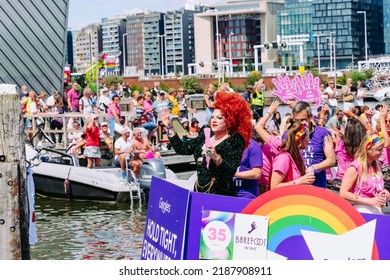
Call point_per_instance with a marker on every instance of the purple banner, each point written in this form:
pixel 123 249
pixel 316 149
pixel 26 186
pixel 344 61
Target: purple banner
pixel 200 203
pixel 382 231
pixel 165 222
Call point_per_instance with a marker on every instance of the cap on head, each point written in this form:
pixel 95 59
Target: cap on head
pixel 126 130
pixel 194 120
pixel 92 117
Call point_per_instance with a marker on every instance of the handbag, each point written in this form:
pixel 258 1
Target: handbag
pixel 370 209
pixel 386 173
pixel 348 98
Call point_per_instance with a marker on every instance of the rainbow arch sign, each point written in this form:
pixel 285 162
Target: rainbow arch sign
pixel 303 223
pixel 296 210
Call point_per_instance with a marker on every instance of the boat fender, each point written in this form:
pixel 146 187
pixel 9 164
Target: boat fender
pixel 67 189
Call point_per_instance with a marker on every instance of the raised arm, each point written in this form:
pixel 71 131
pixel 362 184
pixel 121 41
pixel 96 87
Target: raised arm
pixel 261 124
pixel 382 119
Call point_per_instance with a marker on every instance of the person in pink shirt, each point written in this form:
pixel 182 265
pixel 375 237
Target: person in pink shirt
pixel 148 106
pixel 363 184
pixel 73 98
pixel 287 167
pixel 114 114
pixel 347 144
pixel 92 146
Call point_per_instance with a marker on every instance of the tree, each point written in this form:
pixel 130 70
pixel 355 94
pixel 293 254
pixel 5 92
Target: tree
pixel 112 80
pixel 252 78
pixel 191 84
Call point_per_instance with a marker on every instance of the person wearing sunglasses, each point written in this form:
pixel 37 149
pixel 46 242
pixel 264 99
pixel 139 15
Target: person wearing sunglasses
pixel 333 97
pixel 319 152
pixel 217 157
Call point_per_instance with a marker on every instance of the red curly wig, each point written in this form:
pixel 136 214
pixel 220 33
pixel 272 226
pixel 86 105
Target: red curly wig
pixel 236 112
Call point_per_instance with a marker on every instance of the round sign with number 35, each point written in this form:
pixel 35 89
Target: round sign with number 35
pixel 217 235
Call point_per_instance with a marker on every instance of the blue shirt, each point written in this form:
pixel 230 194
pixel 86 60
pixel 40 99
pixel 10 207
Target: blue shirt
pixel 252 157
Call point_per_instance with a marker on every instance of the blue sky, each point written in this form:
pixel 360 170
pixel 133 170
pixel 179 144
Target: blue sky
pixel 82 12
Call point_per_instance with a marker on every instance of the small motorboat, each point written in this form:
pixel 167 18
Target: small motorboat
pixel 58 174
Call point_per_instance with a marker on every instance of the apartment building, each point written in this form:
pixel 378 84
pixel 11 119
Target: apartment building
pixel 87 44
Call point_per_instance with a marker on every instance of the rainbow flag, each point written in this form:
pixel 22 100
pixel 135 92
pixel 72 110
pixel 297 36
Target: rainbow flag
pixel 110 63
pixel 67 74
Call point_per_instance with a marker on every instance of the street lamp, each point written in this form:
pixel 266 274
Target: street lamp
pixel 365 32
pixel 218 56
pixel 161 52
pixel 230 53
pixel 124 52
pixel 333 44
pixel 318 51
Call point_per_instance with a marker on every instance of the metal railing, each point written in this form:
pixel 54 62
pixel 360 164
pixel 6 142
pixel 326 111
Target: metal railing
pixel 65 118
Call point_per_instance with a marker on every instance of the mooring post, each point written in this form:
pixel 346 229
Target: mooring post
pixel 14 213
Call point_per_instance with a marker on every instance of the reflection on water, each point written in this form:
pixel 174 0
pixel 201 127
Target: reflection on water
pixel 77 230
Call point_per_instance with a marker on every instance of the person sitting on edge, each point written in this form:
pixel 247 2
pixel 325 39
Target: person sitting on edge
pixel 218 157
pixel 319 152
pixel 142 148
pixel 123 146
pixel 285 165
pixel 194 129
pixel 248 174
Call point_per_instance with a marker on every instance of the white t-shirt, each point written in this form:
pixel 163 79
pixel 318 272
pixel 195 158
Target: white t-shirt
pixel 332 101
pixel 50 101
pixel 359 101
pixel 86 104
pixel 104 100
pixel 122 145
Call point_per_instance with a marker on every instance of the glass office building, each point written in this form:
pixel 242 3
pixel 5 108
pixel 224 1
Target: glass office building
pixel 295 20
pixel 338 19
pixel 342 18
pixel 386 25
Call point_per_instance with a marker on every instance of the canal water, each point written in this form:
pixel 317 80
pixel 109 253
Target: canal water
pixel 78 230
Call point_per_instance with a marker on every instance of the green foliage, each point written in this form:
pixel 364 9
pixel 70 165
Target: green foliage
pixel 252 78
pixel 136 87
pixel 164 87
pixel 92 86
pixel 112 80
pixel 191 84
pixel 356 76
pixel 240 88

◇ ◇ ◇ ◇

Aim - Copy the lines from the one containing "of the raised" up to and including the one containing "pixel 58 174", swapping "marker" for "dot" and leaving everything else unchanged.

Written answer -
Call point_per_instance with a dot on every instance of the raised arm, each point written in this form:
pixel 71 131
pixel 362 184
pixel 121 41
pixel 96 87
Target: raised arm
pixel 261 124
pixel 382 119
Call point_per_instance with a dot on every instance of the person in pink shirt, each point written in this form:
pixel 182 265
pixel 375 237
Target: person in pink shirt
pixel 148 106
pixel 363 184
pixel 73 98
pixel 287 167
pixel 114 114
pixel 347 144
pixel 92 146
Call point_per_instance with a dot on every instance of the tree, each point written in this form:
pixel 130 70
pixel 355 94
pixel 293 254
pixel 5 92
Target: tree
pixel 112 80
pixel 252 78
pixel 191 84
Call point_per_instance with a dot on every instance of the person wearing sunglasses, each point written in this form:
pixel 37 149
pixel 46 242
pixel 264 99
pixel 139 15
Target: person wearing sunglasses
pixel 333 97
pixel 319 152
pixel 217 157
Call point_per_instance with a dot on every instance of the red curly wig, each point written in this form:
pixel 136 214
pixel 220 33
pixel 272 226
pixel 86 105
Target: red curly wig
pixel 236 112
Call point_per_instance with a dot on every instance of the round sign with number 35, each point written in this form:
pixel 35 89
Target: round sign with number 35
pixel 217 235
Call point_per_instance with a dot on every instance of the blue shirt, each point written in this form:
pixel 230 194
pixel 86 60
pixel 40 99
pixel 10 207
Target: blue shirt
pixel 252 157
Call point_per_instance with a dot on every instance of the blue sky, each point written in this form:
pixel 360 170
pixel 133 170
pixel 179 144
Target: blue sky
pixel 82 12
Call point_per_instance with a dot on every instance of the small motorboat, each point written in this form:
pixel 167 18
Target: small motorboat
pixel 58 174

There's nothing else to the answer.